▶ [EXERCISE] Return the lines below in which the string "stand" occurs.

▶ [GIVEN ENTRIES]
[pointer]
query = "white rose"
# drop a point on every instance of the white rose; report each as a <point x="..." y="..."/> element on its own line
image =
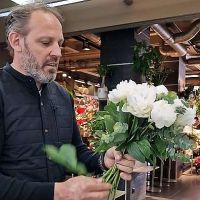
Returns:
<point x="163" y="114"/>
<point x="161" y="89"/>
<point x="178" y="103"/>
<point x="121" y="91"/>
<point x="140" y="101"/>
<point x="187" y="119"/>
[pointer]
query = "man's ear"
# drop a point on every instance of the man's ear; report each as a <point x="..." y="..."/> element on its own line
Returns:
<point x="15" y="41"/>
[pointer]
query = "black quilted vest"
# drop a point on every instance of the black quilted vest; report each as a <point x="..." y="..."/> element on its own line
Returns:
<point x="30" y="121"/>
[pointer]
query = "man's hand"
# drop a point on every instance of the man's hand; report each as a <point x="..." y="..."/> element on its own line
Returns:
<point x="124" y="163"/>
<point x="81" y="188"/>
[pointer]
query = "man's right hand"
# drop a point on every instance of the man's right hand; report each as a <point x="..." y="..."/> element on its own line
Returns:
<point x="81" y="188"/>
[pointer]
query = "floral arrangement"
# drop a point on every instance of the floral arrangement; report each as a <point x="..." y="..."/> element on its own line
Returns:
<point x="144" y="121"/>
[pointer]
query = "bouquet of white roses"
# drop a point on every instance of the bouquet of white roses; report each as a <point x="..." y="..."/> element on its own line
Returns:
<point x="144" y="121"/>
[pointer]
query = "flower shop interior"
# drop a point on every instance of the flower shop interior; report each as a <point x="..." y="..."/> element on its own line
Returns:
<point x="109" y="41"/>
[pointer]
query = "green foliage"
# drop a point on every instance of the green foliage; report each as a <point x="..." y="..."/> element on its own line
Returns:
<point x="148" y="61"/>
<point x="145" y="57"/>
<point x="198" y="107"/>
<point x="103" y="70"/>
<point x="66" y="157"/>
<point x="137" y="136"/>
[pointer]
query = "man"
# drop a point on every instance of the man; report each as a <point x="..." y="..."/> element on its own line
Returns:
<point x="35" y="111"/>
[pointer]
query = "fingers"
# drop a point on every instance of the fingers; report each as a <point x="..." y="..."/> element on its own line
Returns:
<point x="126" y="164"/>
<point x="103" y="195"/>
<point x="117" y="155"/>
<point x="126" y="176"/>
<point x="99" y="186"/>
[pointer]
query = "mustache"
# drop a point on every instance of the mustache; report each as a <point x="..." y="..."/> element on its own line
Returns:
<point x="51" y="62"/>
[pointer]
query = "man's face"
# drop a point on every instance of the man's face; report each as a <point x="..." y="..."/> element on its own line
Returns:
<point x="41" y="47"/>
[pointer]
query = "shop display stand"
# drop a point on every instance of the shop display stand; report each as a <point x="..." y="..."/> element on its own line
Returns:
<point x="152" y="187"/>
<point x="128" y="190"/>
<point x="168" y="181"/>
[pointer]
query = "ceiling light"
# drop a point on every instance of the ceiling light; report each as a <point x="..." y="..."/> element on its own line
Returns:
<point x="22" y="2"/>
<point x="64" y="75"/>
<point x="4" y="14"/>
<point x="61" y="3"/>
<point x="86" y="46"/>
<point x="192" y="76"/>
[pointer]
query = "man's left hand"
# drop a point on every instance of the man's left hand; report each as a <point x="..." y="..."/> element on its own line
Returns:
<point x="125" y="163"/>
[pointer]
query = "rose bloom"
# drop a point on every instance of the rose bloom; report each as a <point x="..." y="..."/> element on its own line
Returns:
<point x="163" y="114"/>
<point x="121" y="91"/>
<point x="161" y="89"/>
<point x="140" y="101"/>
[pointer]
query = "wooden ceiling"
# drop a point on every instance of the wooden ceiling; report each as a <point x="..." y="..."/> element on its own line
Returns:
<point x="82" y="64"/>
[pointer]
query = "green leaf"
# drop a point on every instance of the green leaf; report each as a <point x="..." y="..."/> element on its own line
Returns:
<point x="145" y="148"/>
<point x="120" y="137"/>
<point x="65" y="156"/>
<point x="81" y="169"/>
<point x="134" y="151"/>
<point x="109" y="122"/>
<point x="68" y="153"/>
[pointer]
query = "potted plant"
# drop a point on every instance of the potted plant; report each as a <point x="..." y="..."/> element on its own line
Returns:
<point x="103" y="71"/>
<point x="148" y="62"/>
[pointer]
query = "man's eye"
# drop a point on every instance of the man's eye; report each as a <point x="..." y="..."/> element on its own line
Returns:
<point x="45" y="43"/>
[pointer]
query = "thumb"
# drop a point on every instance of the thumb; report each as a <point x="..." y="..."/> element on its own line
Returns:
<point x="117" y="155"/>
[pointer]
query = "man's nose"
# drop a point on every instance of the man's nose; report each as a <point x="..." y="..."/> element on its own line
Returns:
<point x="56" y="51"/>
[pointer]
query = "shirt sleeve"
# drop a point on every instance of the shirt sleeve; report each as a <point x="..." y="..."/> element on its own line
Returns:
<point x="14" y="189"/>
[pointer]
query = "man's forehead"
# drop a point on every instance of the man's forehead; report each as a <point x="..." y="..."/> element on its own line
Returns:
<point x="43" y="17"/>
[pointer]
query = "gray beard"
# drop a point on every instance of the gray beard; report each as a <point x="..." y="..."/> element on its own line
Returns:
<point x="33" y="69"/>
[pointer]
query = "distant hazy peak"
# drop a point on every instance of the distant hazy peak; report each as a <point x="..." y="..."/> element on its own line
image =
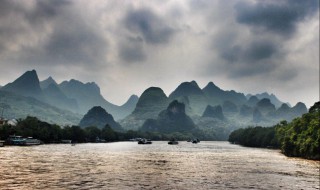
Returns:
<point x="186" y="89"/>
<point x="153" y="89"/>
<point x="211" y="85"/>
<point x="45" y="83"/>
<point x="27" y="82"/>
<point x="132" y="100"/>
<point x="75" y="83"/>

▶ [WRITTEN ANSWER]
query = "shop display stand"
# drop a point on every instance of the shop display stand; report each as a <point x="..." y="..."/> element on its own line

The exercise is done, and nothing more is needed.